Collected data entries
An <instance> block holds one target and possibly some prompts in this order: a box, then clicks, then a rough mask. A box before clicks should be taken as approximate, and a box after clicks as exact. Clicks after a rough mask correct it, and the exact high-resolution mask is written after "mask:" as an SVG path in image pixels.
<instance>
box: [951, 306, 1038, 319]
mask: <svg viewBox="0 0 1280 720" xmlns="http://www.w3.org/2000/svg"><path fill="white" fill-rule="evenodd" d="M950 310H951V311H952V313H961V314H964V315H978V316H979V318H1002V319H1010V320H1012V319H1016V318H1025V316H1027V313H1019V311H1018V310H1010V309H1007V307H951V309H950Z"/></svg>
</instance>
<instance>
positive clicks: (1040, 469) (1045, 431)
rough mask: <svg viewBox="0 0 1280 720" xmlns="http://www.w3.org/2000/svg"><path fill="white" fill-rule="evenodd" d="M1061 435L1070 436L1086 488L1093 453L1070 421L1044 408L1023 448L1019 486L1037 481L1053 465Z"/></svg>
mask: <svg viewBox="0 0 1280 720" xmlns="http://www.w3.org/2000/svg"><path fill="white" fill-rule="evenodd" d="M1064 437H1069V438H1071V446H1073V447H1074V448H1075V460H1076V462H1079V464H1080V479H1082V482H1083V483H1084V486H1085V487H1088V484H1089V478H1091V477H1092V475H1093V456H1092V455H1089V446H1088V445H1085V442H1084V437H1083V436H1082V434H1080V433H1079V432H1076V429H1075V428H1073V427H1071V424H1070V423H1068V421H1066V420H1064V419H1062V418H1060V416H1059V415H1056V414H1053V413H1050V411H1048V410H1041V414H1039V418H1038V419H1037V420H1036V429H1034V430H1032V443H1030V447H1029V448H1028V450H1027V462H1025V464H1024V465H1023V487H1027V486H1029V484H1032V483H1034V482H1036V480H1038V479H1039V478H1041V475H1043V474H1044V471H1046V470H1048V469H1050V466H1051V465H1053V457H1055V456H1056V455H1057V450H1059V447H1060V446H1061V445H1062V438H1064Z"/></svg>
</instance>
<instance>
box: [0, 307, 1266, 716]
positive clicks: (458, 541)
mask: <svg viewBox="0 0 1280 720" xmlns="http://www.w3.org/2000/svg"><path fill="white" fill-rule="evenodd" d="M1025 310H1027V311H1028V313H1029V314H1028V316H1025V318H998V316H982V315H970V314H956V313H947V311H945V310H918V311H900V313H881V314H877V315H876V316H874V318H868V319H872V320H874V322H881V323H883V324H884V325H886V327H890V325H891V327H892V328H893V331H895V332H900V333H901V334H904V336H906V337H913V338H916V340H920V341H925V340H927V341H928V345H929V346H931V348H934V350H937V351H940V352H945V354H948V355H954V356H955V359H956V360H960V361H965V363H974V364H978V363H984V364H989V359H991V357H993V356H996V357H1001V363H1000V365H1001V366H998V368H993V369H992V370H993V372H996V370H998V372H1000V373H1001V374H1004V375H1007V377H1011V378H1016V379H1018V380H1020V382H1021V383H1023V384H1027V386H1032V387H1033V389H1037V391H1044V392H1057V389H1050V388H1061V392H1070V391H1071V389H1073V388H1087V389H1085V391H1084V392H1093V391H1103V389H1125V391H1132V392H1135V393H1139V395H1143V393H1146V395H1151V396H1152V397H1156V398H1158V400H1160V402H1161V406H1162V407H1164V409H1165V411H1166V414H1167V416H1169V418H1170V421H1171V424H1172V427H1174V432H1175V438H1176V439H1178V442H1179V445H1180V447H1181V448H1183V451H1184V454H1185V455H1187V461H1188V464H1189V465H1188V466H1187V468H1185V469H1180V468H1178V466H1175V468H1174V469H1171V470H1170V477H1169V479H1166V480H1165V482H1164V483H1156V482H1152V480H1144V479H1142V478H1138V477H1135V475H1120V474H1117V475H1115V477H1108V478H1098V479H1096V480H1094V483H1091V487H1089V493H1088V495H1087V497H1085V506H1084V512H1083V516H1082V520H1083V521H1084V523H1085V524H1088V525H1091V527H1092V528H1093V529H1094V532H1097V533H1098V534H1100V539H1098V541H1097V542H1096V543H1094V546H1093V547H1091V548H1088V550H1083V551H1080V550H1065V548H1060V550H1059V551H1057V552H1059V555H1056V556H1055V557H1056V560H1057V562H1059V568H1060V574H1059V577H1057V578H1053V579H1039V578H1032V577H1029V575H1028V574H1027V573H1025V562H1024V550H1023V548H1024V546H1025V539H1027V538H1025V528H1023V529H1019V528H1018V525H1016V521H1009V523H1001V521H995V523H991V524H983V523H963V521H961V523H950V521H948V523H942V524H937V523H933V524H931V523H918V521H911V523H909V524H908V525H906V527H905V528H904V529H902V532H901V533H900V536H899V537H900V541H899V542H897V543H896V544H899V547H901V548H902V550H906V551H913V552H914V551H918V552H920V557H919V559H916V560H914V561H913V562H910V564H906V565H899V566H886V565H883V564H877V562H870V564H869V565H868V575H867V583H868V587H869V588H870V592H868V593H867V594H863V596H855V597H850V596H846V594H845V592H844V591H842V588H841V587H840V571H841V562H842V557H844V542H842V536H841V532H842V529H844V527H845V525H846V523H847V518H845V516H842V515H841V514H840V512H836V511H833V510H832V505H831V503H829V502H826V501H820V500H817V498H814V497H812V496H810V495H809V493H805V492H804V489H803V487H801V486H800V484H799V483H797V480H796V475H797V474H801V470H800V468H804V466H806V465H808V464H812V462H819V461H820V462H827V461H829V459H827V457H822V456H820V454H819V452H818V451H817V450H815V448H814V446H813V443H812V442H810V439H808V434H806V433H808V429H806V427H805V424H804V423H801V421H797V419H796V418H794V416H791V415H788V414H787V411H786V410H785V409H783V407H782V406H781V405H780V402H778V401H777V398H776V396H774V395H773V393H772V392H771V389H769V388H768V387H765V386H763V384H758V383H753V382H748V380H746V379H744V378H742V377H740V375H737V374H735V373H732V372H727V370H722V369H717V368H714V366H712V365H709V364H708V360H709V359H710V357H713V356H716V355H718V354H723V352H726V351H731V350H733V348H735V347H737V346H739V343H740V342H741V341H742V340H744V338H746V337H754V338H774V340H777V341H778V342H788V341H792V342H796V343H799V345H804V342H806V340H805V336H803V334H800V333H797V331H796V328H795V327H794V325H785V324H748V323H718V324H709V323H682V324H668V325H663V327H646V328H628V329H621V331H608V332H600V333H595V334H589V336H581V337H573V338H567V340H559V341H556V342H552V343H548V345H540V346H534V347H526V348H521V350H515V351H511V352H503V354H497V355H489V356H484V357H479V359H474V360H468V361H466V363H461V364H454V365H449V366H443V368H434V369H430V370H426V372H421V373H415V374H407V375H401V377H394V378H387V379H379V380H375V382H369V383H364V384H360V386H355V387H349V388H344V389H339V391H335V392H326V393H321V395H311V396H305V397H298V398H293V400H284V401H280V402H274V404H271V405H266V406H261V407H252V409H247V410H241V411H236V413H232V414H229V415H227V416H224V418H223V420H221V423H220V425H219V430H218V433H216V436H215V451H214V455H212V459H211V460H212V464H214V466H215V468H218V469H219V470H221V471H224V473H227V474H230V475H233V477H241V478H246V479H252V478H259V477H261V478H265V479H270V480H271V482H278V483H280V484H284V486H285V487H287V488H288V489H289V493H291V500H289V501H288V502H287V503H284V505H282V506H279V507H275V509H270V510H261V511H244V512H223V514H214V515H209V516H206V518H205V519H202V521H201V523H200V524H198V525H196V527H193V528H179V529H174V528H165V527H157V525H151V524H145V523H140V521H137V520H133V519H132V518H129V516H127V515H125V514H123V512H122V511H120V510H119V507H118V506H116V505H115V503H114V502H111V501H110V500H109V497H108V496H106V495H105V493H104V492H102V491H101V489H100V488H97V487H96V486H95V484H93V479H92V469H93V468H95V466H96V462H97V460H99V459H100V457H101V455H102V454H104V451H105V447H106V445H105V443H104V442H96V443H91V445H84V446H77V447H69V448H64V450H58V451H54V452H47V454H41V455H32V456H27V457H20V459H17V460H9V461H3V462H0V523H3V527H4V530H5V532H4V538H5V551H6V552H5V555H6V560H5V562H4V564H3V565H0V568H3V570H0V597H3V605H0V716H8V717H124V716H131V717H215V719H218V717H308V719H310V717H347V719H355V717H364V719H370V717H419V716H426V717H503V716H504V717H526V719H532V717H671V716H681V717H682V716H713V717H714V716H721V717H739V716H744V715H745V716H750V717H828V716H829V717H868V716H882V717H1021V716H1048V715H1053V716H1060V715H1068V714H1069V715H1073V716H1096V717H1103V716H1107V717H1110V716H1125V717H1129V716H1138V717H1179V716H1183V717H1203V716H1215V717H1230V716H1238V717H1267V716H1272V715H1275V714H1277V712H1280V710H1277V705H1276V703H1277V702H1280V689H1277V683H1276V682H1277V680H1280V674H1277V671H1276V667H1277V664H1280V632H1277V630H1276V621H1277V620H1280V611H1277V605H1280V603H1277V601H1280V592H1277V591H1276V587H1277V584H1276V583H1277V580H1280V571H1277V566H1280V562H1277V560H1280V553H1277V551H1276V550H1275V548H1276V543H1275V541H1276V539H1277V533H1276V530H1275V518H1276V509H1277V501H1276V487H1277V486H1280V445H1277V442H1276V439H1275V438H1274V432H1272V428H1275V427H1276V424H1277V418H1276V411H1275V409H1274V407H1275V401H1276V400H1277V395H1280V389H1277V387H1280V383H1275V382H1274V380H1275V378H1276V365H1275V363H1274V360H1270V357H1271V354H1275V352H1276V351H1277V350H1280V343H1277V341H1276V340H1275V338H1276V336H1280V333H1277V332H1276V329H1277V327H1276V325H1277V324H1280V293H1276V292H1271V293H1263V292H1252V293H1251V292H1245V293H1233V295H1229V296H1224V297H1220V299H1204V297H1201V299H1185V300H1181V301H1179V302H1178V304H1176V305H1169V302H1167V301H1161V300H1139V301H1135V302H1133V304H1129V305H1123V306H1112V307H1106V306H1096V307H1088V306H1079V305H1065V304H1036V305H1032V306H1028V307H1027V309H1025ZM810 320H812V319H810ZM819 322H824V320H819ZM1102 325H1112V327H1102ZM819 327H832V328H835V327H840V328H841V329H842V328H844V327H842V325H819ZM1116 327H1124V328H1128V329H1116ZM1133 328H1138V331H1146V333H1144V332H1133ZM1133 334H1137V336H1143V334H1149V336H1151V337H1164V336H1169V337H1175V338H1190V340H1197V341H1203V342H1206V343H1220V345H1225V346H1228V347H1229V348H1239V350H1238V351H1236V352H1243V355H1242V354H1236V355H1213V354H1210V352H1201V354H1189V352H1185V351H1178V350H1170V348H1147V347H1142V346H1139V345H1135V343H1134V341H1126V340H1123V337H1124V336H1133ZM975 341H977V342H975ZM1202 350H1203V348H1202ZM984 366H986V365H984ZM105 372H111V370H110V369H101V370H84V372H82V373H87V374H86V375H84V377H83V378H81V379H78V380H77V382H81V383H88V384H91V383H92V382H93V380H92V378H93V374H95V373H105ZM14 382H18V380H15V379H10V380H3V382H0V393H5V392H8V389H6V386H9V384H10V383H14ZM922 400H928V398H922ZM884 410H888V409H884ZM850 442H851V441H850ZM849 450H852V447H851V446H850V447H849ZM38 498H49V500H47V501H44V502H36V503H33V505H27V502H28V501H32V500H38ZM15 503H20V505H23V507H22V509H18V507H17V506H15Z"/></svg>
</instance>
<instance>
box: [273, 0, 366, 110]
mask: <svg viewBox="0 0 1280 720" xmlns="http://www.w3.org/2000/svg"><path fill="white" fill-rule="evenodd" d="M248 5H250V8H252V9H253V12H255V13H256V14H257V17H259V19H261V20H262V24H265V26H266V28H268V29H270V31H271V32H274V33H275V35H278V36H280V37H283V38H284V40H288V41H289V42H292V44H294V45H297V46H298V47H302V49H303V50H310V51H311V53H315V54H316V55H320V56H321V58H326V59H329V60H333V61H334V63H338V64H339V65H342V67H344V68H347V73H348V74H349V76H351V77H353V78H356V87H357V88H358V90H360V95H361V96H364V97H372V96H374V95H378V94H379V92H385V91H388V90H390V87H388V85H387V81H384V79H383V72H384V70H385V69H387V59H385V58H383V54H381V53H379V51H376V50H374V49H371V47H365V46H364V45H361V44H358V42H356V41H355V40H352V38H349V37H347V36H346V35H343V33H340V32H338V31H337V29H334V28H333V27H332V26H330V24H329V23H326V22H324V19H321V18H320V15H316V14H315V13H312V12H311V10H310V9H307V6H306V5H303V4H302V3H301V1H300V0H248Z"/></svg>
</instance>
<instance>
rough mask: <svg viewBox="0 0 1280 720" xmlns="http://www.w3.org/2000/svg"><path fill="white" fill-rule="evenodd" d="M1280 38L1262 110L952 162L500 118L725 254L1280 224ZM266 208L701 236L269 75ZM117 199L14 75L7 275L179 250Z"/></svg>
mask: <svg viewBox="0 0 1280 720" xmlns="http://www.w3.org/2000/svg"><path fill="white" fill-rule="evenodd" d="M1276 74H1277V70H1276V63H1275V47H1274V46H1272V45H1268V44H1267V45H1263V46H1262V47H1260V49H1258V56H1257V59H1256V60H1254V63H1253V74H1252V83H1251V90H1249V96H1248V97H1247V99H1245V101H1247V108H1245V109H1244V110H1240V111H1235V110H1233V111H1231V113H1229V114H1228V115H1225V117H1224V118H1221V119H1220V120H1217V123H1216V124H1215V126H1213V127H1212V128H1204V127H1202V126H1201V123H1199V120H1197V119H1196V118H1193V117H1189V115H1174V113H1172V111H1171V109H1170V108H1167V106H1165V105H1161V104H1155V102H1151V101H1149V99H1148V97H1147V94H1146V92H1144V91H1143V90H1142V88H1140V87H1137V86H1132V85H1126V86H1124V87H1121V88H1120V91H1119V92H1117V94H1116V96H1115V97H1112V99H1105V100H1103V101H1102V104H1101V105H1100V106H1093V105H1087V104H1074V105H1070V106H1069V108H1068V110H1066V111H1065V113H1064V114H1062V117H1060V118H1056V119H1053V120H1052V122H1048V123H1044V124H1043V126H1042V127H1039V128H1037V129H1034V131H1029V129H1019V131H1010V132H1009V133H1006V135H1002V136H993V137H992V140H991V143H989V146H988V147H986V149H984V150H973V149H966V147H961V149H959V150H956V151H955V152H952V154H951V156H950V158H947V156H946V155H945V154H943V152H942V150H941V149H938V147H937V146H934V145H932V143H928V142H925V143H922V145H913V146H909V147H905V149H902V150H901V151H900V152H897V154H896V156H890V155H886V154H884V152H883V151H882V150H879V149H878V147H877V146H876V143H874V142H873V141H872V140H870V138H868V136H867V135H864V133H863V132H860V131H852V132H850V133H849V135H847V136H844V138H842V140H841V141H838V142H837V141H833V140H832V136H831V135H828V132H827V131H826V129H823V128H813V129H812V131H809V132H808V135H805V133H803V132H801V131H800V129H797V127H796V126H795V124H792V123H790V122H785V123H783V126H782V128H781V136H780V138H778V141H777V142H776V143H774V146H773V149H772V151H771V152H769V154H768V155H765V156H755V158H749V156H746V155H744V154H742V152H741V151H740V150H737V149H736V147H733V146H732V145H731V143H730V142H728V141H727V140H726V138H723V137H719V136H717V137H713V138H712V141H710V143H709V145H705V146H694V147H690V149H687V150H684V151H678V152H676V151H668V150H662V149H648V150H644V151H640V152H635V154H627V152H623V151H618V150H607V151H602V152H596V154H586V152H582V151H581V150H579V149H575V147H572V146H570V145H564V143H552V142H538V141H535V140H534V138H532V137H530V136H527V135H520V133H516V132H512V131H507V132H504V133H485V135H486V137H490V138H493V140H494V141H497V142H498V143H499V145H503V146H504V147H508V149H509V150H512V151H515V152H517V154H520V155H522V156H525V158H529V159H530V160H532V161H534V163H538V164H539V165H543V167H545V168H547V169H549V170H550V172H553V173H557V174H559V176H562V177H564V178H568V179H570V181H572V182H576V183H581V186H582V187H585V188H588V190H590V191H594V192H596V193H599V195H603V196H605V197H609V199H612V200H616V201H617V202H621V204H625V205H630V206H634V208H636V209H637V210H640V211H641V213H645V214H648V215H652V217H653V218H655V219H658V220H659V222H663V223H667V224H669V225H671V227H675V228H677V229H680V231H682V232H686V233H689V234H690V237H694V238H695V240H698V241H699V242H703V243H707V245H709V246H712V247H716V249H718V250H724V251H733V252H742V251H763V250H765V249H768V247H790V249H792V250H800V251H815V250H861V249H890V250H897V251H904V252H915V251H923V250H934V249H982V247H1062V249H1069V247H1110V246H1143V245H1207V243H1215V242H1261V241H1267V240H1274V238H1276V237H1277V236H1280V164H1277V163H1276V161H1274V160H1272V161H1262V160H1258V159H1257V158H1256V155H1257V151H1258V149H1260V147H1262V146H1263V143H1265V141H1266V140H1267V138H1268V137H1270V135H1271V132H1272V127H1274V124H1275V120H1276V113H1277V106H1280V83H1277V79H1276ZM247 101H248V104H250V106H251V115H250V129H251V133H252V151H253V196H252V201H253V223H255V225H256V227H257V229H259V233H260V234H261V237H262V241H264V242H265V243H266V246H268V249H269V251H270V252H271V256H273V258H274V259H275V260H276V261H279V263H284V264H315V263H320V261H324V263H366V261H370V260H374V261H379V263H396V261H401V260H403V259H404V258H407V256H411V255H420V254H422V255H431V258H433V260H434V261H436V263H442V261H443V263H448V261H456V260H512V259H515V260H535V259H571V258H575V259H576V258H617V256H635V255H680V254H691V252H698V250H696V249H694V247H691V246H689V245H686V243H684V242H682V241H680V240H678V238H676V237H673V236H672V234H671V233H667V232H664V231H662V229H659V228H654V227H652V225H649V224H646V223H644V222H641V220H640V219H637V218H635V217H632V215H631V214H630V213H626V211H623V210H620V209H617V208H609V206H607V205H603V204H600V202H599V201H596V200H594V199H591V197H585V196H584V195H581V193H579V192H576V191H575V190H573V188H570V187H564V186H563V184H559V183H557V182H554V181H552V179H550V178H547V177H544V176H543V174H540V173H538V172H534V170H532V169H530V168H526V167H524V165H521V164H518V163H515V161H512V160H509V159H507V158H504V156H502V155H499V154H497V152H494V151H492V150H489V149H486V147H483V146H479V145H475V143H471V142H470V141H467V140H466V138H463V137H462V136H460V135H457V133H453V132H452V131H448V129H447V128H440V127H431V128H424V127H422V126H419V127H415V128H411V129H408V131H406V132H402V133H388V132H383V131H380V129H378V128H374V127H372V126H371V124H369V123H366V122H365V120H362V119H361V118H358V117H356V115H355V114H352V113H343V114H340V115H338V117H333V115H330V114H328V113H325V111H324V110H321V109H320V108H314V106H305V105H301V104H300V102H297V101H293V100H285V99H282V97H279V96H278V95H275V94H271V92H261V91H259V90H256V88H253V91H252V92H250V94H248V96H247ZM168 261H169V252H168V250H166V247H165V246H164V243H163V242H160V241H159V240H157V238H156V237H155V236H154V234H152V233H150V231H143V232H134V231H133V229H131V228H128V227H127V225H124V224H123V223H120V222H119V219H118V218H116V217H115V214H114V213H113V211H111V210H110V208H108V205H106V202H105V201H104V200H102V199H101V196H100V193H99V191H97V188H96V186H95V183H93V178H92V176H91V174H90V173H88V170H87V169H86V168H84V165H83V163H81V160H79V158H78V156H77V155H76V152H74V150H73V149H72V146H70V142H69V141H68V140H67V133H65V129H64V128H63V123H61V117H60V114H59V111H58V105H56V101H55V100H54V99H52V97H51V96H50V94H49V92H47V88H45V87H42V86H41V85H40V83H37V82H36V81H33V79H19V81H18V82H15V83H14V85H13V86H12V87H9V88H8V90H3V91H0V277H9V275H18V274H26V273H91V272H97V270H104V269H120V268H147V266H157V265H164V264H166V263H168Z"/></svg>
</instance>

• **Goal of the exercise**: Starting with the line above that holds "435L1070 436L1086 488L1093" and stopping with the line that holds "box: [0, 307, 1266, 716]", reproduce each line exactly, omitting all other lines.

• **Finished exercise**:
rough mask: <svg viewBox="0 0 1280 720" xmlns="http://www.w3.org/2000/svg"><path fill="white" fill-rule="evenodd" d="M1061 435L1070 436L1086 488L1093 453L1070 421L1044 408L1023 448L1019 486L1037 481L1053 465Z"/></svg>
mask: <svg viewBox="0 0 1280 720" xmlns="http://www.w3.org/2000/svg"><path fill="white" fill-rule="evenodd" d="M1064 437H1069V438H1071V446H1073V447H1074V448H1075V460H1076V462H1079V464H1080V479H1082V482H1083V483H1084V486H1085V487H1088V484H1089V478H1091V477H1092V475H1093V456H1092V455H1089V446H1088V445H1085V442H1084V437H1083V436H1082V434H1080V433H1079V432H1076V429H1075V428H1073V427H1071V424H1070V423H1068V421H1066V420H1064V419H1062V418H1060V416H1059V415H1056V414H1053V413H1050V411H1048V410H1041V414H1039V418H1038V419H1037V420H1036V429H1034V430H1032V443H1030V447H1029V448H1028V450H1027V462H1025V464H1024V465H1023V487H1027V486H1029V484H1032V483H1034V482H1036V480H1038V479H1039V478H1041V475H1043V474H1044V471H1046V470H1048V469H1050V466H1051V465H1053V457H1055V456H1056V455H1057V450H1059V447H1060V446H1061V445H1062V438H1064Z"/></svg>
</instance>
<instance>
box: [0, 307, 1266, 716]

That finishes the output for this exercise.